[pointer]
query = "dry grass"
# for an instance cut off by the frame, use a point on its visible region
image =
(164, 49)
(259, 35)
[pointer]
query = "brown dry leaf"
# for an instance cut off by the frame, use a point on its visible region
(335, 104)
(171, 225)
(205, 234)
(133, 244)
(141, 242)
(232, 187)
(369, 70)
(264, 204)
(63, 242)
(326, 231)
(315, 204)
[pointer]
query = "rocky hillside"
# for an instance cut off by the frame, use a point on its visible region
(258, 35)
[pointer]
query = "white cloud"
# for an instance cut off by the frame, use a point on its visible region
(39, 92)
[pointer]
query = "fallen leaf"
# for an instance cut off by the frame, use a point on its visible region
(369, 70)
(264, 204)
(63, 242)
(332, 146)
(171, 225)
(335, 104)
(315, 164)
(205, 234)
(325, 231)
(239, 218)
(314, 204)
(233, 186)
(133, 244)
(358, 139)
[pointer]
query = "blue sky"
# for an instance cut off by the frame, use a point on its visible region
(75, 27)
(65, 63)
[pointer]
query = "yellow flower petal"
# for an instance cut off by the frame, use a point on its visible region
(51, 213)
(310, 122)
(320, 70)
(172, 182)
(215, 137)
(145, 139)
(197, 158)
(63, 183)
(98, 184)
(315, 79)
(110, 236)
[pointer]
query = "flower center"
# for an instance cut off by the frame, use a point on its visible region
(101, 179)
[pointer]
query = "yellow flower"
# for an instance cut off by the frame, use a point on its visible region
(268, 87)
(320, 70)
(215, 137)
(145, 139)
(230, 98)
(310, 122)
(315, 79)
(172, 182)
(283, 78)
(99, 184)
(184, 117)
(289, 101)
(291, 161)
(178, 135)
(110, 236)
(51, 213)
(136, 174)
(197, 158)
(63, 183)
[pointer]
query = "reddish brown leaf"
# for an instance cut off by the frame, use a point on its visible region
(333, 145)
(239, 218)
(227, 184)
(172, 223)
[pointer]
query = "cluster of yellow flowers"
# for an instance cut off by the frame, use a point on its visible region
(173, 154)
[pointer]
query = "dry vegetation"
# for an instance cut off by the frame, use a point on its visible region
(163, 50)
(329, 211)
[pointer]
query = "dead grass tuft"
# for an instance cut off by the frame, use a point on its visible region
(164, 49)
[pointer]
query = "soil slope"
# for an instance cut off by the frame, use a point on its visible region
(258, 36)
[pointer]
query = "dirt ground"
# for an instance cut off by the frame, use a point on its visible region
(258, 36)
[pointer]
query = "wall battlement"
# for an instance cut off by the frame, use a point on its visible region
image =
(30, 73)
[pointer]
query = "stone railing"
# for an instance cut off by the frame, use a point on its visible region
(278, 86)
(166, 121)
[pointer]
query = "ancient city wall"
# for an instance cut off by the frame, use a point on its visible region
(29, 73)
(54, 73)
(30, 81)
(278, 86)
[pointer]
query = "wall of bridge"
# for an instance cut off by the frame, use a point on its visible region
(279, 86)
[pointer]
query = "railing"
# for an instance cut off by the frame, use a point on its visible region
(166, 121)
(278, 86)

◆ ◆ ◆

> _To be done_
Send back every record, precisely as written.

> _Correct output_
[pointer]
query = "dry grass"
# for an instance cut off by the frame, use a point on its visible region
image =
(164, 49)
(259, 35)
[pointer]
query = "brown dry leaf"
# for an instance cut off by the frame, use a point on its visible region
(335, 104)
(171, 225)
(205, 234)
(133, 244)
(141, 242)
(232, 187)
(369, 70)
(264, 204)
(63, 242)
(326, 231)
(315, 204)
[pointer]
query = "rocky hillside"
# for an instance cut off by the frame, use a point on its visible region
(258, 35)
[pointer]
query = "white cloud"
# for an instance cut off by the frame, use a point on its visible region
(39, 92)
[pointer]
query = "fallen leaf"
# for an instance cut off by the frame, use a point on its visible region
(369, 70)
(264, 204)
(63, 242)
(332, 146)
(171, 225)
(335, 104)
(315, 164)
(205, 234)
(325, 231)
(239, 218)
(314, 204)
(233, 186)
(133, 244)
(358, 139)
[pointer]
query = "blue sky"
# for an instance cut off by the frame, use a point on its visible region
(75, 27)
(65, 63)
[pointer]
query = "yellow flower petal"
# for an instance cut off by the frame, use a point on its visible region
(51, 213)
(310, 122)
(320, 70)
(172, 182)
(215, 137)
(145, 139)
(197, 158)
(63, 183)
(98, 184)
(315, 79)
(110, 236)
[pointer]
query = "flower center"
# for an instance cut off by the frame, use a point on its visible region
(101, 179)
[pointer]
query = "yellow flower"
# for an instance cut off by the frame, use a point on its visible region
(268, 87)
(320, 70)
(215, 137)
(145, 139)
(230, 98)
(310, 122)
(315, 79)
(172, 182)
(283, 78)
(99, 184)
(184, 117)
(289, 101)
(291, 161)
(178, 135)
(110, 236)
(51, 213)
(136, 174)
(197, 158)
(63, 183)
[pointer]
query = "reddish brown leaf"
# for an instance cut off by the frame, use a point on its visible region
(333, 145)
(239, 218)
(227, 184)
(172, 223)
[pointer]
query = "cluster of yellow flowers"
# for an instance cut off by the frame, use a point on its visible region
(173, 154)
[pointer]
query = "dry vegetation"
# for an instance cut off by the frame, use a point on its visible region
(163, 50)
(329, 211)
[pointer]
query = "dead grass tuft"
# for an instance cut off by the frame, use a point on its visible region
(164, 49)
[pointer]
query = "soil slope"
# for an instance cut off by the frame, use a point on its visible region
(258, 36)
[pointer]
query = "dirt ground"
# for an instance cut off by the frame, use a point on its visible region
(258, 36)
[pointer]
query = "wall battlement"
# for an instance cut off by the frame, use a point on its visible region
image =
(30, 73)
[pointer]
query = "stone railing"
# for an instance cut off by the frame, use a point on its visible region
(278, 86)
(166, 121)
[pointer]
query = "ancient city wall"
# for an instance cut off by the frame, use a point on its visible region
(29, 73)
(54, 73)
(30, 81)
(278, 86)
[pointer]
query = "wall of bridge"
# for an instance cut off by the frame, use a point on its visible region
(279, 86)
[pointer]
query = "railing"
# for an instance cut off by the frame, use a point on its visible region
(166, 121)
(278, 86)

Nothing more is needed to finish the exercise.